▸ **Exercise**
The lines to extract begin at the one containing "Expected behaviour: for every instance of the chevrolet" and run to the end of the listing; set them down exactly and alone.

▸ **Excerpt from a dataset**
————————

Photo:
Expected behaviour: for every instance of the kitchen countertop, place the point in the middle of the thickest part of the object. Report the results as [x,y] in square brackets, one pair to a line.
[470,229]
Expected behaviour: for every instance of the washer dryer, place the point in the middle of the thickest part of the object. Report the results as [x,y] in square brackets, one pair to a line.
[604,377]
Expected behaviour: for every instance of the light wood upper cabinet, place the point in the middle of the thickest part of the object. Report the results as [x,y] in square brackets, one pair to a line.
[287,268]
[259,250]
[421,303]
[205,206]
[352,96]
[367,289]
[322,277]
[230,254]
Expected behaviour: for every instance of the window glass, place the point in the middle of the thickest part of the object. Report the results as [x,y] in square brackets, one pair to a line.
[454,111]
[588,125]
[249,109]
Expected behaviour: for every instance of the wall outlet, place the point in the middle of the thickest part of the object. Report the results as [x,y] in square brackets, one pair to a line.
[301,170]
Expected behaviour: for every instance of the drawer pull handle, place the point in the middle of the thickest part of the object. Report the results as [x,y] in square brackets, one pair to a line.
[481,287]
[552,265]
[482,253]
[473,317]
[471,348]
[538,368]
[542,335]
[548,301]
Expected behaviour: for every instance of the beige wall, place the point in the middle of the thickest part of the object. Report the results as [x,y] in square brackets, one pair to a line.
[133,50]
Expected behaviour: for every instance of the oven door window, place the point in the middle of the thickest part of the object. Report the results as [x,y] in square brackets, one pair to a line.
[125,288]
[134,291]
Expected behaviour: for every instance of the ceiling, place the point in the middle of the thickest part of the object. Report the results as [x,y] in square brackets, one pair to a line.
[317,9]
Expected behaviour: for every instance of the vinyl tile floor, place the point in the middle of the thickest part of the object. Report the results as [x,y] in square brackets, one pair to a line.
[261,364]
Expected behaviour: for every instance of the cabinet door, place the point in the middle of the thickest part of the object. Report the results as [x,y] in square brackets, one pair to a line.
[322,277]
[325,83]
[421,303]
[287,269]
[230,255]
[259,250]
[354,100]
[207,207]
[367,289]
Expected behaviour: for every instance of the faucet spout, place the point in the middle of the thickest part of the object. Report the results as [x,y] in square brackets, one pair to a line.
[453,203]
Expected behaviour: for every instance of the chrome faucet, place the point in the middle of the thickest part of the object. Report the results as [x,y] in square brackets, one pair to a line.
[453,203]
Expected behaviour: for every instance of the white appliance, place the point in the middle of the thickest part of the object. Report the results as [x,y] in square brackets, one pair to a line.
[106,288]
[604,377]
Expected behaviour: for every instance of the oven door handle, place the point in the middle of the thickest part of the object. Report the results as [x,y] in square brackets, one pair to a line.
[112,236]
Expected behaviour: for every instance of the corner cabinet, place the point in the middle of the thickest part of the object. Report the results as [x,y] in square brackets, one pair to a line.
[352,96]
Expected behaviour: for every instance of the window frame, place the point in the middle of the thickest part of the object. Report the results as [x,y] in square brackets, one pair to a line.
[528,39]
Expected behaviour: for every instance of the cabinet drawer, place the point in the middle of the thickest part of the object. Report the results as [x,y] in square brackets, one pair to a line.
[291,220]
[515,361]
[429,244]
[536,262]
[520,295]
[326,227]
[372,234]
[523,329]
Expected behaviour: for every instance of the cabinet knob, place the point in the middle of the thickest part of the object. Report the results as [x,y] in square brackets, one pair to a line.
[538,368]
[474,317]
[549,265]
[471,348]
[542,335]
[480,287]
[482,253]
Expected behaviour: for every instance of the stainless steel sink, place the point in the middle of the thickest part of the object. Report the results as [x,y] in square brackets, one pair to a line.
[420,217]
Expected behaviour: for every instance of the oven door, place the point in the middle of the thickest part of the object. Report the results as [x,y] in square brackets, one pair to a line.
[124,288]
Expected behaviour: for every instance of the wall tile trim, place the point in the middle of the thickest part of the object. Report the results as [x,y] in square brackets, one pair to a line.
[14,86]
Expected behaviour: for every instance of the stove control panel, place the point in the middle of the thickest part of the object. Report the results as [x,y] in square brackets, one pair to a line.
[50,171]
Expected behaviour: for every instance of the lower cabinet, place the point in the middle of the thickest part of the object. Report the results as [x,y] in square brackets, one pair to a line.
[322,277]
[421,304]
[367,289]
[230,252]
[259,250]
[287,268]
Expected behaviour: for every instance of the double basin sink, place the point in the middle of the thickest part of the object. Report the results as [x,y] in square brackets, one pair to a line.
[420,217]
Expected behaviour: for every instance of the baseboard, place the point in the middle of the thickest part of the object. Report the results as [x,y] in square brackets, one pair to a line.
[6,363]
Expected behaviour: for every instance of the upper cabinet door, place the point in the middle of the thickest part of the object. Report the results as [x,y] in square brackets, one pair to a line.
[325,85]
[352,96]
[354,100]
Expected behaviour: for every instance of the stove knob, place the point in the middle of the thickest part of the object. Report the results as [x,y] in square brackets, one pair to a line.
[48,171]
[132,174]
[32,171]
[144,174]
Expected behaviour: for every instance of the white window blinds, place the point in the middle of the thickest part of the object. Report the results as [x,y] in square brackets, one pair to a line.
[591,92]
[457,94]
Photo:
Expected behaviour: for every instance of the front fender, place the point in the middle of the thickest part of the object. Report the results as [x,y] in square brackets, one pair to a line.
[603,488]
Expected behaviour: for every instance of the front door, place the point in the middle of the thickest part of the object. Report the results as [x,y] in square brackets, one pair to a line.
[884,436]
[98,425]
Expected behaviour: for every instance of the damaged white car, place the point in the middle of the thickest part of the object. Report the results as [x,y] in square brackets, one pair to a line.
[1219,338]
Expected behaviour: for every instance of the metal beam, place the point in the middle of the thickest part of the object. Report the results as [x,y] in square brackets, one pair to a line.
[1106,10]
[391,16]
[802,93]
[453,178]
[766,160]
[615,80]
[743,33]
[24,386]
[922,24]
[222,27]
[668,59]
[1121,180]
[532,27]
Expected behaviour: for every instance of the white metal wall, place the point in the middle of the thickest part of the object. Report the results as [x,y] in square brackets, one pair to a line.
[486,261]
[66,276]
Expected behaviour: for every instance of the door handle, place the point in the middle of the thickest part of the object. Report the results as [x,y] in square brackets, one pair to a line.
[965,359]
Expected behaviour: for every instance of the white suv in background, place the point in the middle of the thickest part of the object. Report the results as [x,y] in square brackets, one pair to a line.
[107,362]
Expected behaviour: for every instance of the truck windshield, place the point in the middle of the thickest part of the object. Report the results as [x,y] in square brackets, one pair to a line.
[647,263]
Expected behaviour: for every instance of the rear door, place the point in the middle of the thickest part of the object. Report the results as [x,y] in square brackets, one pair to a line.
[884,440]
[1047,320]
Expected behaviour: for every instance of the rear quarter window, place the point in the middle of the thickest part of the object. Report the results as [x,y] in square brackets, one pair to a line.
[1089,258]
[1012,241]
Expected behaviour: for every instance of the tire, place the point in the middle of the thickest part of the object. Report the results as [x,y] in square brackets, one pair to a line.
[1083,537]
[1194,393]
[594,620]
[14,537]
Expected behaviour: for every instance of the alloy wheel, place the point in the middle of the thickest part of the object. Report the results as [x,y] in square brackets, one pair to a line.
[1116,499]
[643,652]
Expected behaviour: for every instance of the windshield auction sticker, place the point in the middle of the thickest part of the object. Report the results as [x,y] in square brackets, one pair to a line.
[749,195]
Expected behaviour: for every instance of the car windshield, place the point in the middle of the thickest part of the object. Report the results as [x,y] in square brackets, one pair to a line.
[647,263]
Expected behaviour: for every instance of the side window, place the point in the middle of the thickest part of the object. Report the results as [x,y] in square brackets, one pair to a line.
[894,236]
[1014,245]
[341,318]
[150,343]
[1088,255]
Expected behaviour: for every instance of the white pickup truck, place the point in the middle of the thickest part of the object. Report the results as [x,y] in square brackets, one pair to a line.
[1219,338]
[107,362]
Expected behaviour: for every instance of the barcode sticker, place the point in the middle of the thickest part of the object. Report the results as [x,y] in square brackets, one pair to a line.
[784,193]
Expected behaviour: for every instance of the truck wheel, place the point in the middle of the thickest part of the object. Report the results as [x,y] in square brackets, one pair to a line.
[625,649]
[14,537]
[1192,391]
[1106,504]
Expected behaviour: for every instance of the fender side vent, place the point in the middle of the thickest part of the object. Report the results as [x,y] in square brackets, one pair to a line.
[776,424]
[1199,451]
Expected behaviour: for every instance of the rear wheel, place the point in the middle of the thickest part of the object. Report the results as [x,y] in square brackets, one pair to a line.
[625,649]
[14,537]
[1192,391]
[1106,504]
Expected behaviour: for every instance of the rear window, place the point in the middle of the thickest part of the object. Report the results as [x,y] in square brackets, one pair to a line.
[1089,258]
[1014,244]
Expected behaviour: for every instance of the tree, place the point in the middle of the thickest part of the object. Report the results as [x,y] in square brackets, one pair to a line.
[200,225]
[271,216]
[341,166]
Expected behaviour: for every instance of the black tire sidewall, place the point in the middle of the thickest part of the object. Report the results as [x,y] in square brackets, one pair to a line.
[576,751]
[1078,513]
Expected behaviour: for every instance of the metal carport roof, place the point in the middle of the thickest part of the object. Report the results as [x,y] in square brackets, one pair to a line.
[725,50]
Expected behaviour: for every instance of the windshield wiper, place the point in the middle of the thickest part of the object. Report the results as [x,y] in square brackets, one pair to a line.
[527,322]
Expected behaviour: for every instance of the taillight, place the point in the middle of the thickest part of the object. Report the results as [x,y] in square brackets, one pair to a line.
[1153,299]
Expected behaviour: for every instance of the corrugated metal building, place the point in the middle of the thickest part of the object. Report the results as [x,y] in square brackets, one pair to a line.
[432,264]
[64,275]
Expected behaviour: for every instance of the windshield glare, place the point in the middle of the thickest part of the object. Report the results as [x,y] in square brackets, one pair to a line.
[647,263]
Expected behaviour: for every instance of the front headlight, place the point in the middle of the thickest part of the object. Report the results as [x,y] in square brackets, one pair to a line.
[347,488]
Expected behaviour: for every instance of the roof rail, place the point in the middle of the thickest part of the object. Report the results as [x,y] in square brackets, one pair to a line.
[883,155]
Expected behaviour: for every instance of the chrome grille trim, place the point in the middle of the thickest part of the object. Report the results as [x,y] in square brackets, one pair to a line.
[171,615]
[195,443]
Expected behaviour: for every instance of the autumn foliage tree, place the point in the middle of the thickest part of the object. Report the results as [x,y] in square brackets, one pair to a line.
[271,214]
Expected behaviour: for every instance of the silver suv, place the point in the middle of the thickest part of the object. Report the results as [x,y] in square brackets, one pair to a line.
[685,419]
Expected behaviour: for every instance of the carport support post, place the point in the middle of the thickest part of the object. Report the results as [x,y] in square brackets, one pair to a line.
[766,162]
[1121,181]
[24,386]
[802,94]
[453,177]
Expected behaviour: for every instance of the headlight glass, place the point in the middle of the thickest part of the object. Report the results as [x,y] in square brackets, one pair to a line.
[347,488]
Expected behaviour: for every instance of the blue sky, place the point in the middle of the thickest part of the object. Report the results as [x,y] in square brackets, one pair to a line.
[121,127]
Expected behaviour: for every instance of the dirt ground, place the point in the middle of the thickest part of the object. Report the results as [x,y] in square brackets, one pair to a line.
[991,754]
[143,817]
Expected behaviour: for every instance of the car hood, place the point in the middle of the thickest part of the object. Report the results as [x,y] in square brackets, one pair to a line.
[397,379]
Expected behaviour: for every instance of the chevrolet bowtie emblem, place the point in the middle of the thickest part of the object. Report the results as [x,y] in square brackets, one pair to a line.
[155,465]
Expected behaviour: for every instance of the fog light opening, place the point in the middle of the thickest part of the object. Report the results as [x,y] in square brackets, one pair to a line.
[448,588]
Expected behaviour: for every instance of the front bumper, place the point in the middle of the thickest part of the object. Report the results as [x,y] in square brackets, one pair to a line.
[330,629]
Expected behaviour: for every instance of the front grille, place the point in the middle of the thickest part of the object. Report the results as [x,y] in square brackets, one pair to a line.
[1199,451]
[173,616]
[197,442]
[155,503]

————————

▸ **Result of this exercise**
Expected behaviour: for every instance of the chevrolet bowtie emblem, place the point in the middle of the thickest part of the object. Report the results as [x,y] in square brackets, one pair to a line.
[155,465]
Expected behaviour: for every instance of the fog light opening, place the point in the middle of the thickest part of the object. Report the results as [x,y] in square brackets, one pair to a line.
[448,588]
Expected behaviour: for every instance of the front bumper, place the point in the middle of the thickest part of the object. Report the results as [x,y] in square brackets, one pair to a line.
[330,629]
Expected behaviour: for every instance of the front grille, place the point in the middle of the thickest part of the object. Report the results as [x,y] in square brackets, one pair to a line.
[1199,451]
[173,616]
[197,442]
[155,503]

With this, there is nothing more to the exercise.